* **Required task**
Rewrite the data from the line with "the wooden frame" to the line with "[[167, 148]]" as a Markdown table with the columns Row and Line, giving each line a row number and omitting blank lines.

Point-based annotation data:

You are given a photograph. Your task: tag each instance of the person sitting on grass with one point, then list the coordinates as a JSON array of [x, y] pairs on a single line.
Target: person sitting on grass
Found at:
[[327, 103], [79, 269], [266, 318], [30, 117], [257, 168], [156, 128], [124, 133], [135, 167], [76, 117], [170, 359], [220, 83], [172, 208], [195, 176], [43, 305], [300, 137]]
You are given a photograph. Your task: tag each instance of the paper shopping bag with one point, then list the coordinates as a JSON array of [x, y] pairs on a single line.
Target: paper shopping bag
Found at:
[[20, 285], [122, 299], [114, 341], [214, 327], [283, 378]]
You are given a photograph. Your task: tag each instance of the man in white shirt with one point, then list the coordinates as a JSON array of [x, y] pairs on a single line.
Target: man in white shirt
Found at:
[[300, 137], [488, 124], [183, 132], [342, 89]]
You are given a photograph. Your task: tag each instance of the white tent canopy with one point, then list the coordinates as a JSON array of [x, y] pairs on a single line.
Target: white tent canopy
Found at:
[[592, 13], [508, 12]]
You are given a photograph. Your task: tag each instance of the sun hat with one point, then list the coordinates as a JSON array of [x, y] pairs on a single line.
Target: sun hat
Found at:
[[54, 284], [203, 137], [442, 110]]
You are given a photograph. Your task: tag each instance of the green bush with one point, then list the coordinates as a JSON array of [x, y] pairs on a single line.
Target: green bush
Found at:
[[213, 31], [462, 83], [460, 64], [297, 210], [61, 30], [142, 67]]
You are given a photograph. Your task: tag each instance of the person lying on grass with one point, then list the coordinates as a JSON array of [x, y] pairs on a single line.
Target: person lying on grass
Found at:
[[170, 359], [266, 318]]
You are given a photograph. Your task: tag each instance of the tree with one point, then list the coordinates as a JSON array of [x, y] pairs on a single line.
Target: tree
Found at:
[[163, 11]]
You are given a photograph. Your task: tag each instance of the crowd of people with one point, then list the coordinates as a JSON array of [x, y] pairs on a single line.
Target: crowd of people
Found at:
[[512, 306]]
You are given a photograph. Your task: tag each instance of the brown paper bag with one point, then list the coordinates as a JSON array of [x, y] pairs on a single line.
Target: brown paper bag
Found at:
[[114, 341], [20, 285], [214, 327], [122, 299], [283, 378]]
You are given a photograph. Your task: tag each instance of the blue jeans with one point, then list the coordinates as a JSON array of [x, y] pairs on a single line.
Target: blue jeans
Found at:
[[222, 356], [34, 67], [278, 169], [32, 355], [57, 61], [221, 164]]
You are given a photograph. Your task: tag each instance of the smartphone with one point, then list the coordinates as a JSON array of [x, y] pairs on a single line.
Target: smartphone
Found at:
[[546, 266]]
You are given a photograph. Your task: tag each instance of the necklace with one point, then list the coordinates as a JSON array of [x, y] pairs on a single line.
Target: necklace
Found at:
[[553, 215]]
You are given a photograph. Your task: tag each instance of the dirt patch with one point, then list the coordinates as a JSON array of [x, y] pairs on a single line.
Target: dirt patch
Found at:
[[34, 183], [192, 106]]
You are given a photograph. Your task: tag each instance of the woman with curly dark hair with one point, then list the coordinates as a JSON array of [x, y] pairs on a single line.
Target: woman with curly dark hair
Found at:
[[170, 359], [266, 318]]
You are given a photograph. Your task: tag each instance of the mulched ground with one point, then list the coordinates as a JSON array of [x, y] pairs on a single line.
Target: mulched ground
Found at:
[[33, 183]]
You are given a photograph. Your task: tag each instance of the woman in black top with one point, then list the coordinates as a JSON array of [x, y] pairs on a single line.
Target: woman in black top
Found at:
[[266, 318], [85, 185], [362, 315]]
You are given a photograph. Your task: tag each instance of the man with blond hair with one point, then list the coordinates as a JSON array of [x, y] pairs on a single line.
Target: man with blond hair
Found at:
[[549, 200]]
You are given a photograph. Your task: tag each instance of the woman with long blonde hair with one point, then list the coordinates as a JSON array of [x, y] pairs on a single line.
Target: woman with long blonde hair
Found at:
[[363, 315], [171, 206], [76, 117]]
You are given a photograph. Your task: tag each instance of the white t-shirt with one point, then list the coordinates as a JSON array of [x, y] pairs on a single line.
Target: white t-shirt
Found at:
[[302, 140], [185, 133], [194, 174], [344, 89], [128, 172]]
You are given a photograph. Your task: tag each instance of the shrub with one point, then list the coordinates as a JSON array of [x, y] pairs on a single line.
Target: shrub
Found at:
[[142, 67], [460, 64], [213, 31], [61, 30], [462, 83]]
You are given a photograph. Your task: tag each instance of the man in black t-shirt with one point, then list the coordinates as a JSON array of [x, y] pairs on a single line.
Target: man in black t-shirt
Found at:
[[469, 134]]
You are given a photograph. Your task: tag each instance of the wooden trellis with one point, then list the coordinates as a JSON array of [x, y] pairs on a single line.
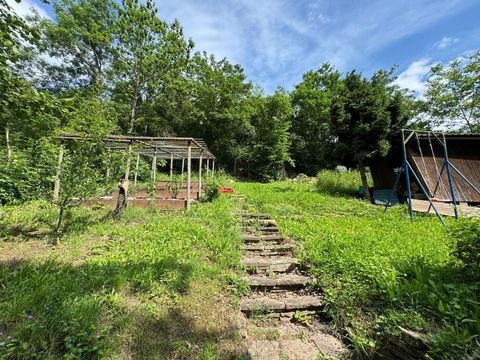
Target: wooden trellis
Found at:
[[166, 148]]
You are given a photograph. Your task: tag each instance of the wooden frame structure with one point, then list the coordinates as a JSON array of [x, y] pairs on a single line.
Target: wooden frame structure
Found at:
[[167, 148]]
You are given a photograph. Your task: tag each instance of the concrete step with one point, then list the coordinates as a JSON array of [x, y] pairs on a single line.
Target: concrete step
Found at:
[[278, 264], [267, 238], [260, 222], [286, 304], [255, 216], [281, 282], [265, 248]]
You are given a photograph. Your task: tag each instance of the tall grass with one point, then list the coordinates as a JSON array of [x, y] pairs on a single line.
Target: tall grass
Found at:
[[378, 270], [124, 280], [336, 183]]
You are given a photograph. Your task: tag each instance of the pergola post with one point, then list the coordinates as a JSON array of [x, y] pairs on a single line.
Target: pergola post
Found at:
[[189, 173], [154, 166], [183, 169], [129, 158], [56, 189], [200, 177], [109, 163], [136, 169]]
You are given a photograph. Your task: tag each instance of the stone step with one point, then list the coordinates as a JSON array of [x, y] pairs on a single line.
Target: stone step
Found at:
[[287, 304], [263, 222], [263, 229], [283, 282], [256, 239], [279, 264], [255, 216], [265, 248]]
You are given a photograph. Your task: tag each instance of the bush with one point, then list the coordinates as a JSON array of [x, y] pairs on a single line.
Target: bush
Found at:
[[334, 182]]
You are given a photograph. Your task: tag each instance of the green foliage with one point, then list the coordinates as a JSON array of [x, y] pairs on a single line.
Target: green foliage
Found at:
[[451, 96], [467, 236], [74, 306], [335, 183], [269, 152], [380, 270], [311, 126], [211, 190]]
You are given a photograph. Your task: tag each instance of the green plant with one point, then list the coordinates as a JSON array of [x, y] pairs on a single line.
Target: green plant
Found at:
[[210, 191]]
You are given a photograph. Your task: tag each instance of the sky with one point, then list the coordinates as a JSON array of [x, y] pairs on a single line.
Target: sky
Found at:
[[277, 41]]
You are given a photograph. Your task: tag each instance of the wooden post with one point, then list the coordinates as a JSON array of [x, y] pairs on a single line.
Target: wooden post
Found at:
[[7, 139], [183, 168], [109, 163], [200, 177], [127, 168], [154, 166], [56, 189], [136, 169], [189, 173]]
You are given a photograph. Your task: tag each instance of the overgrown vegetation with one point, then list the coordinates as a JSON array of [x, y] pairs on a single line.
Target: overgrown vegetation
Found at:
[[138, 286], [380, 270]]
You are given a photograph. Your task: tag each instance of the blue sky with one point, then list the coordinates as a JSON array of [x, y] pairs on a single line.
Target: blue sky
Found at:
[[276, 41]]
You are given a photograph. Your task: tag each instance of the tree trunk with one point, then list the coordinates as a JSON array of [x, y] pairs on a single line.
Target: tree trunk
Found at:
[[133, 109], [7, 139], [363, 175]]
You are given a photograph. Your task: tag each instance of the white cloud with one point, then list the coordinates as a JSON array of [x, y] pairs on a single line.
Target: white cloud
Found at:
[[445, 42], [24, 8], [415, 76], [277, 41]]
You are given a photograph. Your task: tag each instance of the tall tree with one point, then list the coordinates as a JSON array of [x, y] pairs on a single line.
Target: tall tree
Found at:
[[365, 113], [220, 107], [77, 47], [311, 129], [270, 150], [452, 97], [149, 52]]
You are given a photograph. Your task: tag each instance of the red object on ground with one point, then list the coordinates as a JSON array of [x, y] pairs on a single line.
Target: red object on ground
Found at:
[[226, 190]]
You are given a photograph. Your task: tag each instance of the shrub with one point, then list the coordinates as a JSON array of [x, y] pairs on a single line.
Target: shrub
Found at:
[[467, 236]]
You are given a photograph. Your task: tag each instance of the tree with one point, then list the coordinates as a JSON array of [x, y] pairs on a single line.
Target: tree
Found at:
[[452, 96], [311, 128], [366, 117], [220, 109], [271, 144], [78, 45], [149, 52]]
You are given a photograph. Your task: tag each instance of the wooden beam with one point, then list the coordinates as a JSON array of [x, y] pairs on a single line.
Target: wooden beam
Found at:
[[189, 174], [183, 169], [56, 189], [154, 166], [200, 177], [136, 170], [129, 159], [109, 163]]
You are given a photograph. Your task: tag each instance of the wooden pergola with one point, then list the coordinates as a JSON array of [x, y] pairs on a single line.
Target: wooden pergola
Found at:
[[166, 148]]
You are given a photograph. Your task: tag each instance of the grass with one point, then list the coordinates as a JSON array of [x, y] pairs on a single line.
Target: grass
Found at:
[[157, 284], [151, 285], [377, 270]]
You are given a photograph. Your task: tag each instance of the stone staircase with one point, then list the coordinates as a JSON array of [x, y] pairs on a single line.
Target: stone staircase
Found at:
[[281, 295]]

* **Written response**
| Row | Line |
|---|---|
| 1 | You are given a photograph. Your task: tag each instance of the wooden frame structure with one point, then list the coordinates as a JSON array of [x, y] pairs on a single line. |
| 2 | Target: wooden frame structure |
| 3 | Found at: |
| 4 | [[167, 148]] |